[Natural-language object grounding data]
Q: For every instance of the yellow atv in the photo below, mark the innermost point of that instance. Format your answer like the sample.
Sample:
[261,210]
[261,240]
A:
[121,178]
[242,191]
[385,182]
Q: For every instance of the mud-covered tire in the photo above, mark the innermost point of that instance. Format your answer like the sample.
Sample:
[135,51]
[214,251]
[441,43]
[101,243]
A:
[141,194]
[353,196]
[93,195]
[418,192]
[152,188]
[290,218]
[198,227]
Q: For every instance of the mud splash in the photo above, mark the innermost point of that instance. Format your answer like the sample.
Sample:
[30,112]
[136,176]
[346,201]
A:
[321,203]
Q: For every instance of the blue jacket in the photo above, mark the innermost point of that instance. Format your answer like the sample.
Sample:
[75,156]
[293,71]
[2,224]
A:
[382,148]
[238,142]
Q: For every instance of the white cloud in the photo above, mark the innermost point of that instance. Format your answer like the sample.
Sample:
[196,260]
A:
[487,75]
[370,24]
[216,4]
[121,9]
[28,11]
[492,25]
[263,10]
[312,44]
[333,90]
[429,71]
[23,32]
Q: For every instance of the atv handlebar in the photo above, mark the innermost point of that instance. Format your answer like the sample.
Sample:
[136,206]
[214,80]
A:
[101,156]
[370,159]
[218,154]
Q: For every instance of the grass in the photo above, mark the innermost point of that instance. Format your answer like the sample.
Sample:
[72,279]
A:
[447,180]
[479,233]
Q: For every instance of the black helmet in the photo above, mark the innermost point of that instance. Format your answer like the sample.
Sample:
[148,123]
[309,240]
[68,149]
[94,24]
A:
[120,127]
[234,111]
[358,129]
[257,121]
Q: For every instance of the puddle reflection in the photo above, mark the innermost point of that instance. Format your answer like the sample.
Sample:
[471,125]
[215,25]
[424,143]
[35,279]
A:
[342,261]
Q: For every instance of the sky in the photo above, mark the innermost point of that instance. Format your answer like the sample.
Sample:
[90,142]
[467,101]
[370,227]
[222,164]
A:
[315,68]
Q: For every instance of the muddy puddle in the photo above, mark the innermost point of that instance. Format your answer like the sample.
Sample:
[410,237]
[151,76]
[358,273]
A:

→ **Your instructions**: Your answer must be the full set of entries, copied exactly.

→ **Written solution**:
Q: For every instance of the yellow atv in the photo below, mark the innermost point of that instance. Format your answer like the sample.
Sample:
[261,210]
[261,240]
A:
[121,178]
[242,191]
[385,182]
Q: For every instance of the mud-covered tire in the photo above, mark the innermost point of that instance. Format your answer like the sample.
Sample:
[135,51]
[214,251]
[441,43]
[101,243]
A:
[141,194]
[353,196]
[93,195]
[418,192]
[152,188]
[290,218]
[198,227]
Q: For every instance of the mud splash in the photo above, mark the innermost point of that instance. Format your answer like the sample.
Sample:
[30,112]
[136,176]
[346,201]
A:
[321,203]
Q: For every instance of the blue jacket in the photo above, mark the innermost point of that instance. Format your answer like the sample.
Sample:
[75,156]
[293,71]
[2,224]
A:
[382,148]
[238,142]
Q: For every instance of the white cloud in the photo above, mark the innermost point of that instance. Format your answer like the sample.
Sample:
[196,260]
A:
[487,75]
[370,24]
[216,4]
[121,9]
[28,11]
[492,25]
[263,10]
[312,44]
[333,90]
[429,71]
[23,32]
Q: For every instance of the atv handlebar in the photo above, mark the innermost point of that instance. Format your answer like the sample.
Sample:
[136,206]
[214,80]
A:
[101,156]
[370,159]
[218,154]
Q: For every instance of the grass in the photo above, mark the innermost point of that instance. Format your answer like the sample.
Sample:
[72,279]
A:
[447,180]
[479,233]
Q: For every instance of the black helmet in the photo above, mark the innermost point of that instance. Format your answer like the sample.
Sample:
[148,123]
[309,240]
[68,149]
[94,24]
A:
[120,127]
[234,111]
[358,129]
[257,121]
Q: For every instance of the puddle reflection in the photo above, mark the innermost point of that instance. Format your answer like the sample.
Sample:
[471,125]
[215,25]
[424,143]
[35,279]
A:
[342,261]
Q: For every instance of the sky in the photo above, mark the innermost point of that instance. Format your answer like the sample.
Sample:
[90,142]
[467,101]
[370,227]
[222,164]
A:
[315,68]
Q: For every instance of the muddy puddle in the photo above, mark the innermost point of that instance. Format your answer like the sample.
Sample:
[410,237]
[151,76]
[358,273]
A:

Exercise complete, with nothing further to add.